Passage provided:
>>
Francis Ford Coppola’s newest epic, Megalopolis, is a challenging, energetic mashup of Edward Gibbons’ Roman history, philosophy (Petrarch and Marcus Aurelius, anyone?), poetry, architecture, and flat-out fantasy about change in a city with strong resemblance to NYC. Although, like NYC and Rome, this sometimes-sci-fi setting is excessive but so visually satisfying that it covers the excess with endearing and repulsive characters in equal measure and ideas about the survival of an empire.

Cesar Catalina (Adam Driver) is an architect with a vision who threatens to upend the city with razing neighborhoods with a strong architectural and ethnic history. Opposing him is the greedy mayor, Cicero (Giancarlo Esposito), whose daughter, Julia (Nathalie Emmanuel), loves Cesar. Although the relationships are not quite as dense as, say, in The Godfather, they are pivotal as Cesar attempts to assert his genius and Cicero retains control with a restive citizenry. Coppola allows us to see the torment in the fractured Julia, the bitterness of a dad whose daughter loves his enemy, and a transforming architect stymied by opponents of change.

 While the fate of the empire is Coppola’s primary concern, the writer-director guides us deftly with a modicum of congestion, through the political and personal mayhem accompanying any thriving city. Some may see too many characters and themes while others see a successful depiction of a dynamic, ever-growing metropolis.
<<
Data:
>>
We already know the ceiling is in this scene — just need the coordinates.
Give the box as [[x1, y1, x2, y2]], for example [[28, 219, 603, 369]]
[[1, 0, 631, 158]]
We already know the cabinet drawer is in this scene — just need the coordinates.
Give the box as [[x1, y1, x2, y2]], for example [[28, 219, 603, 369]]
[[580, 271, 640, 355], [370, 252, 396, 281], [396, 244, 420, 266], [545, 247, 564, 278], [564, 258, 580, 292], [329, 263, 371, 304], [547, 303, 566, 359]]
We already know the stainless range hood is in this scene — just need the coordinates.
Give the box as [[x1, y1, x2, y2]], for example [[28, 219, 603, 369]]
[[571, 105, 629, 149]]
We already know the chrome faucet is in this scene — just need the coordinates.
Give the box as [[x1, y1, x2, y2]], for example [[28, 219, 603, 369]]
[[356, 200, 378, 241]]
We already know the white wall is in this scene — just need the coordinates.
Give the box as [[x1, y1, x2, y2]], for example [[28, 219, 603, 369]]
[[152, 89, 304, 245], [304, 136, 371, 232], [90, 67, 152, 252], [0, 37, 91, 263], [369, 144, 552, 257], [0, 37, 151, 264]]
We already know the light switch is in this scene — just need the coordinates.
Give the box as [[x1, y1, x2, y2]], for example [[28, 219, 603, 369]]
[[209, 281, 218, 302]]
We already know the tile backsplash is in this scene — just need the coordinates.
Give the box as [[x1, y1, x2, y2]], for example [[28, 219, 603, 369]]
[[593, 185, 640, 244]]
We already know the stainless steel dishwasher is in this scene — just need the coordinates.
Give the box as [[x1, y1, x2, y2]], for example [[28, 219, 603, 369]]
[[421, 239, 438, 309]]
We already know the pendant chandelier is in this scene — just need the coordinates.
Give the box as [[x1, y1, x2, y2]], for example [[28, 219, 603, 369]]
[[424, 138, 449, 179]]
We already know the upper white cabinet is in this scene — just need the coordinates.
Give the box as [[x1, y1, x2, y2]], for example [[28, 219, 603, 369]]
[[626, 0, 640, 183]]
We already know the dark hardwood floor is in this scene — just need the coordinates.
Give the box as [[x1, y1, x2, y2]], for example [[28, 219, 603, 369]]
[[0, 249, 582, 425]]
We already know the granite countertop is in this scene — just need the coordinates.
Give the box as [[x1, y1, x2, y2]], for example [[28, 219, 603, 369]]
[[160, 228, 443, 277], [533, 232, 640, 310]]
<<
>>
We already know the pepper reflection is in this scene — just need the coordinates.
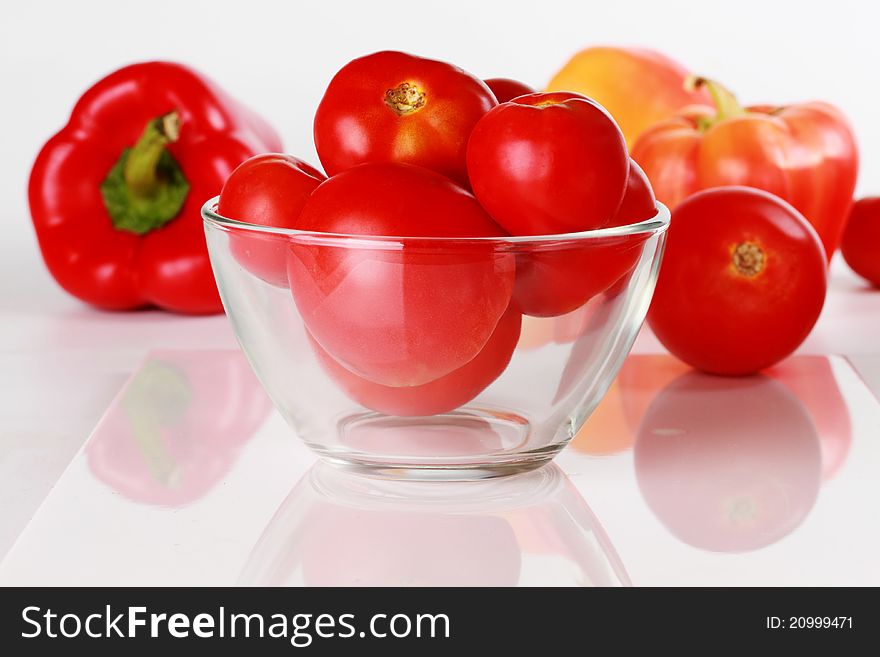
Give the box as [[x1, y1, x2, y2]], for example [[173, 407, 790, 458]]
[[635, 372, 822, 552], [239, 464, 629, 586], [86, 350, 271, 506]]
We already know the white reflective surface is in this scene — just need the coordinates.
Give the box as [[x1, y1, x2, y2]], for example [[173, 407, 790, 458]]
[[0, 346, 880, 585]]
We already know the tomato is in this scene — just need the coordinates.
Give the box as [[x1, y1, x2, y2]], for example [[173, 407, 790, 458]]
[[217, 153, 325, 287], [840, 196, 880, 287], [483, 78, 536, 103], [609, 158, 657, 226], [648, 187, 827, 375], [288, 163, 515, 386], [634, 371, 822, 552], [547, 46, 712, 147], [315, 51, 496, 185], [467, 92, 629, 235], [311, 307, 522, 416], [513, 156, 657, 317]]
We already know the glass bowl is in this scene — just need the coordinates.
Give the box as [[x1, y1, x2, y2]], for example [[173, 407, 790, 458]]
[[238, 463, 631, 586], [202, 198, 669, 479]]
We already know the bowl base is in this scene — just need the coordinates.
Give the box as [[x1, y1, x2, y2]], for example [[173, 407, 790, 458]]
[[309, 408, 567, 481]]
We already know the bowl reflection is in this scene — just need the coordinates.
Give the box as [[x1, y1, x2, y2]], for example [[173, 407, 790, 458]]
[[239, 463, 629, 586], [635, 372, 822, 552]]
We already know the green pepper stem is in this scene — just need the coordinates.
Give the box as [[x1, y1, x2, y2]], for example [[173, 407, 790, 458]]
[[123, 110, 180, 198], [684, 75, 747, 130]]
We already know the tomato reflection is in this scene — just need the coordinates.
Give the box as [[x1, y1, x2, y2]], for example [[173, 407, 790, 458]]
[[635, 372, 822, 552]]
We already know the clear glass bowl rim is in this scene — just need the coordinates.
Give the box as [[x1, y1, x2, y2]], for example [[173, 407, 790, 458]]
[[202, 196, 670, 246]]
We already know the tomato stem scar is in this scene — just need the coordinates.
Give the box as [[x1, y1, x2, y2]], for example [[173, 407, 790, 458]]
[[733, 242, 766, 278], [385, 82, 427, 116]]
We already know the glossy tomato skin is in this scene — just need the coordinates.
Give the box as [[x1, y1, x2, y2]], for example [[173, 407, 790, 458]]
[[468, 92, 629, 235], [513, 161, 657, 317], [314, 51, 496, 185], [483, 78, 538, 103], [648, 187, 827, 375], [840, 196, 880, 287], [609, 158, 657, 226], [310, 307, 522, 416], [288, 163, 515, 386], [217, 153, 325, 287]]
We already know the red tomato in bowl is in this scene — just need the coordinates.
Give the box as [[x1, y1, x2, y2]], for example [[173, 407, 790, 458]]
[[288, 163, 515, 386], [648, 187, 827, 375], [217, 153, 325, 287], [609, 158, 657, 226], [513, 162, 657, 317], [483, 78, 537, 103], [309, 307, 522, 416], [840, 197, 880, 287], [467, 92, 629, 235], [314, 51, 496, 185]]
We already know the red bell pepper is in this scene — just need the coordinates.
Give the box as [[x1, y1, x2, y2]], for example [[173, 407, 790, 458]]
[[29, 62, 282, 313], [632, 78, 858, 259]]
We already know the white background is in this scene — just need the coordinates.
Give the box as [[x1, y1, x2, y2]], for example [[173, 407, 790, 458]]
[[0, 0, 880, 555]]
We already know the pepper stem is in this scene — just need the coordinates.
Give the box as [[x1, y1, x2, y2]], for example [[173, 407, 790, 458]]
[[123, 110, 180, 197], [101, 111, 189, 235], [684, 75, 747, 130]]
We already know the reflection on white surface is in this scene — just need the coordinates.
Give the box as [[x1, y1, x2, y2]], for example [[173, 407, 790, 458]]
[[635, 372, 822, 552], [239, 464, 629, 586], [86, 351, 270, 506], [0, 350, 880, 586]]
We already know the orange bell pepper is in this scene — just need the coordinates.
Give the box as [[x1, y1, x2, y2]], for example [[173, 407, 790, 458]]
<<
>>
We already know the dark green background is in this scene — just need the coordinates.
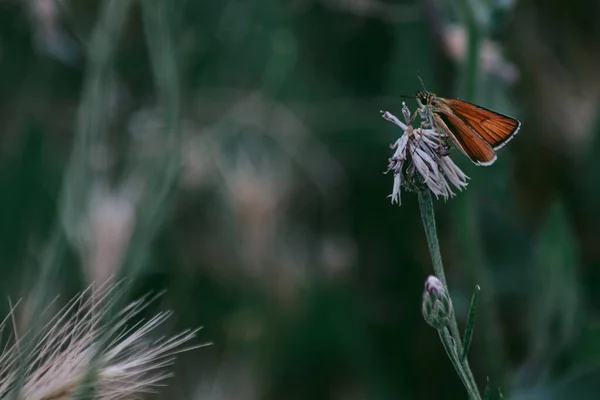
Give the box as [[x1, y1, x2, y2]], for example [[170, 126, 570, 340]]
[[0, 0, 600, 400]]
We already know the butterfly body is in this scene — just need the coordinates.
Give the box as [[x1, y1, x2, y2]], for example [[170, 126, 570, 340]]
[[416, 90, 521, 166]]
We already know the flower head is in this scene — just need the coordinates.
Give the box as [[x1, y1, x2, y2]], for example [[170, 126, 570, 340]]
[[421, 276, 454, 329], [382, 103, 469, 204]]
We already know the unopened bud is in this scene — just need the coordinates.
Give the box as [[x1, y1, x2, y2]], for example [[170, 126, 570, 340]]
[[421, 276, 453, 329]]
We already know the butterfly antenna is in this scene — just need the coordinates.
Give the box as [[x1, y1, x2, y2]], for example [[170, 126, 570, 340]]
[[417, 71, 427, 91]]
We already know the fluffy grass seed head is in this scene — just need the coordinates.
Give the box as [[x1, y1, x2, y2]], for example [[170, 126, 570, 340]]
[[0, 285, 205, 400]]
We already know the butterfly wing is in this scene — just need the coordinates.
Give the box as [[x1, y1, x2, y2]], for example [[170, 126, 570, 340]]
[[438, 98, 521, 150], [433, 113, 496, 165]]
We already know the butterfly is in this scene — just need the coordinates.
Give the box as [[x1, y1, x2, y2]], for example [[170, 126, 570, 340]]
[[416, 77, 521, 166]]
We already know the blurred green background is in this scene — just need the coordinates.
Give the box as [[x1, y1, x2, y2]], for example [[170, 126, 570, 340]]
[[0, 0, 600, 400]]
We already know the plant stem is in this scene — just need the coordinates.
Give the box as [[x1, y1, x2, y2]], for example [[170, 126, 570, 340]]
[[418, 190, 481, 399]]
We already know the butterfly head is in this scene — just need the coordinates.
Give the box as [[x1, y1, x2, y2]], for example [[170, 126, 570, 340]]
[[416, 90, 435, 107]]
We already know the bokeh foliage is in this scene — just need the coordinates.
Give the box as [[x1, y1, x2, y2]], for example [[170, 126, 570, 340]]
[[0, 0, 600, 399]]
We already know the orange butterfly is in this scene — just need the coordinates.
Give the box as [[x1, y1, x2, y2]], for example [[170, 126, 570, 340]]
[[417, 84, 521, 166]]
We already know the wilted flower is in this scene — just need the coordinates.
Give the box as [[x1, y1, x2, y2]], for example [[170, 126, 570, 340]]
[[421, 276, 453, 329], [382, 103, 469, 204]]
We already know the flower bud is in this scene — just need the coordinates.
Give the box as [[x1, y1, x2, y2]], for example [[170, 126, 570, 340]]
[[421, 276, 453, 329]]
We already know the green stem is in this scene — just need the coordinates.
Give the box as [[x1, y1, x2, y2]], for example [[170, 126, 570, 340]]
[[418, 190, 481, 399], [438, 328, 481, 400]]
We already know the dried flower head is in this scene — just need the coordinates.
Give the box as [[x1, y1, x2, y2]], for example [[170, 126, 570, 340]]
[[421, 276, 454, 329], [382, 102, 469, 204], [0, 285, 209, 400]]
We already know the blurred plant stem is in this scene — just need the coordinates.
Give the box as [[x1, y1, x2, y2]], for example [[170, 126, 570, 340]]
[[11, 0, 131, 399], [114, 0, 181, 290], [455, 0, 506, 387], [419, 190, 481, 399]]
<<
What is expected: In the Megalopolis review, which actor plays the mayor, Cicero?

Task solution: Giancarlo Esposito